[Data Boundary: Start]

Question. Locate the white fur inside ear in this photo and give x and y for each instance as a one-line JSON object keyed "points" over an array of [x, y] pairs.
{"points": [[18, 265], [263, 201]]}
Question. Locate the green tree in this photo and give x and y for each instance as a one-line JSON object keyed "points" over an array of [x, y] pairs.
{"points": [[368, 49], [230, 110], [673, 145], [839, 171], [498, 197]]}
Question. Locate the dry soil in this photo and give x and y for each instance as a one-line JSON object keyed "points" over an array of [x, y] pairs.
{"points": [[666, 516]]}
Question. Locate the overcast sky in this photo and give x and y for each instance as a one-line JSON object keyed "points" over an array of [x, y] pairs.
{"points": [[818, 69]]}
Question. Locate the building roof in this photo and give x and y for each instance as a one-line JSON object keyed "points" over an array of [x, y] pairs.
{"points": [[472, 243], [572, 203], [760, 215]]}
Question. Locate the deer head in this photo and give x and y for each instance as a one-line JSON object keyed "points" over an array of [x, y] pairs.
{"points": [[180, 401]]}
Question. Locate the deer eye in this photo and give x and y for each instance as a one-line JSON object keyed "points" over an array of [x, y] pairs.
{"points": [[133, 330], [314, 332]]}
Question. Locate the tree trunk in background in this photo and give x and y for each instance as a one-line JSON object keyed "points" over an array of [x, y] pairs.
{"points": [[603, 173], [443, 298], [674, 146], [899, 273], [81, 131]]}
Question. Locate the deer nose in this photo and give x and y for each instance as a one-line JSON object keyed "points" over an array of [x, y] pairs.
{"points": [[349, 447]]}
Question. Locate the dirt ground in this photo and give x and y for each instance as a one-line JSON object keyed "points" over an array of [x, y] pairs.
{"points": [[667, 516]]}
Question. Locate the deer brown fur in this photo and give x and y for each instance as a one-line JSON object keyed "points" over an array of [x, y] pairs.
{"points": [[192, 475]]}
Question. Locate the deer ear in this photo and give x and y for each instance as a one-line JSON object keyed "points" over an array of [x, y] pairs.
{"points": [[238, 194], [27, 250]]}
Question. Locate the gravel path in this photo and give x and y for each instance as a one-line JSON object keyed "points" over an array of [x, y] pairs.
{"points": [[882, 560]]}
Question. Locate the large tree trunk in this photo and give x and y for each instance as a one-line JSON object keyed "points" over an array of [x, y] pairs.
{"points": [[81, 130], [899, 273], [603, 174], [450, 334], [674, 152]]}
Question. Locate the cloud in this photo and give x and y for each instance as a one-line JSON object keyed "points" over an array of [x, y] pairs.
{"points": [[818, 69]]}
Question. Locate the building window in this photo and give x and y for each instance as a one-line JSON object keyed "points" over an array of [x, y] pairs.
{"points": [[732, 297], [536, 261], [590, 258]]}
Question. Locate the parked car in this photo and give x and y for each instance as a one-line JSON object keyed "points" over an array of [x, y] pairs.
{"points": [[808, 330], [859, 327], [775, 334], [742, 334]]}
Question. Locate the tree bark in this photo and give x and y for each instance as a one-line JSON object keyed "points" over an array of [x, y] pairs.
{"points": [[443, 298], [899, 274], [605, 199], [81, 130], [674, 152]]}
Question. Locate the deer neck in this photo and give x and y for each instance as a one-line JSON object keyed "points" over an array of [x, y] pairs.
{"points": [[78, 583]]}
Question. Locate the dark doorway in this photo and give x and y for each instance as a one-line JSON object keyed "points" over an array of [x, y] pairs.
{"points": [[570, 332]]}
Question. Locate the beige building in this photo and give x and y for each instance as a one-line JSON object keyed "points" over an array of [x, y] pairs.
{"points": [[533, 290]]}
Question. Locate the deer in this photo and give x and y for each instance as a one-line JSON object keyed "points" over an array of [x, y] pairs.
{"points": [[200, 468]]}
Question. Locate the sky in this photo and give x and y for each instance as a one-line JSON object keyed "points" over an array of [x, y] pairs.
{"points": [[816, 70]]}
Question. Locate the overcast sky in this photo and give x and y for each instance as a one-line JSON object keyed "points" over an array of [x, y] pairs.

[Data Boundary: End]

▶ [Your instructions] The answer is all of the material, repeated exactly.

▶ [Answer for this exercise]
Question. Locate the white fur inside ear in this photo and give x and y for each instance as a one-line JSON object keyed "points" over an array of [x, y] pairs.
{"points": [[18, 265], [263, 201]]}
Question. Locate the green tree in this photo and give x and y for each instance as a one-line JSON object keyed "points" over an array of [x, y] pairs.
{"points": [[368, 49], [230, 110], [673, 145], [839, 171], [498, 197]]}
Question. Locate the dry soil in this photo and give x and y for each instance as a one-line JSON object keyed "points" over an array of [x, y] pairs.
{"points": [[666, 516]]}
Question. Locate the overcast sky in this photo and give x and y for each instance as a one-line JSON object keyed "points" over an array of [x, y] pairs.
{"points": [[818, 69]]}
Question. Locate the building roof in this photo and give x and y for each instance as a one-line JSON object keyed "points" over an array of [x, y] pairs.
{"points": [[472, 243], [572, 203], [760, 215]]}
Question. Locate the deer head in this photo and give x and y for each instance as a one-line JSON object keyed "points" over an array of [x, y] pairs.
{"points": [[180, 401]]}
Question. Locate the deer eye in this photo and give x and y for each instance as a one-line JSON object keyed "points" over an array of [x, y] pairs.
{"points": [[133, 330], [314, 332]]}
Question. Locate the tree trunk in background in this photo and give x and y for each instance as a one-line JSON object keyed "points" over an array of [x, y] pairs.
{"points": [[603, 173], [443, 298], [674, 146], [899, 273], [81, 131]]}
Question. Locate the deer nose in this photo and give x and y for each instance as a one-line JSON object keyed "points" over an array of [x, y] pairs.
{"points": [[349, 447]]}
Question. Locate the dirt ground in this photo and give x and y for each instance as a one-line JSON object keyed "points" over an array of [x, y] pairs.
{"points": [[667, 516]]}
Question. Locate the deer brown fur in this photo and give x and y for each instance as a one-line JSON object keyed "points" over an array of [x, y] pairs.
{"points": [[192, 475]]}
Question. Locate the deer ear in this photo and give x and y for each instance as a one-line JSON object keyed "points" over an array of [x, y] pairs.
{"points": [[238, 194], [27, 250]]}
Question. Locate the gravel path in this photo and give x and y for each instance as a one-line JSON object keyed "points" over an array of [x, y] pairs.
{"points": [[882, 560]]}
Question. Locate the large tree trunk in this photo and give x and y for each instance as a one-line JSON object keyed "points" over an array of [x, y] pairs.
{"points": [[81, 130], [899, 273], [603, 174], [450, 334], [674, 152]]}
Question. Locate the cloud in this photo and give x and y for each instance as a one-line JSON object keyed "points" over an array of [x, y] pairs.
{"points": [[818, 69]]}
Question. Locate the building window in this photo and give x and y for each instance as a one-line JSON object keyed "points" over an array of [x, y] pairs.
{"points": [[732, 297], [536, 261], [590, 258]]}
Question. Locate the parked car in this photo and give x and y for each instance as a one-line JSON object keyed "points" over an array of [x, y] pairs.
{"points": [[808, 330], [859, 327], [775, 334], [742, 334]]}
Question. Locate the tree bark in this photo and give x and y for each instance as a one-line JSON object keyed "points" over an array of [x, y] pairs.
{"points": [[443, 298], [899, 274], [605, 199], [81, 130], [674, 152]]}
Question. Locate the deer neck in this photo and give x and y for each instance as a one-line JSON object keyed "points" over an array of [x, y] pairs.
{"points": [[78, 583]]}
Question. Locate the dark doorway in this photo and give x and y for each instance as a one-line JSON object keyed "points" over an array of [x, y] pairs.
{"points": [[570, 332]]}
Question. Locate the beige building in this photo and give x and y for each instance as a one-line JSON object keyed "points" over an array of [x, y] pairs.
{"points": [[533, 290]]}
Question. Locate the deer in this photo and give x and y for each instance as a one-line JSON object keyed "points" over an array of [x, y] pairs.
{"points": [[200, 468]]}
Question. Locate the sky in this photo and give x and y for each instance as a one-line JSON object keyed "points" over an array of [x, y] pairs.
{"points": [[816, 70]]}
Question. Locate the overcast sky in this photo and give x and y for each instance as a one-line JSON object keyed "points" over an array of [x, y] pairs.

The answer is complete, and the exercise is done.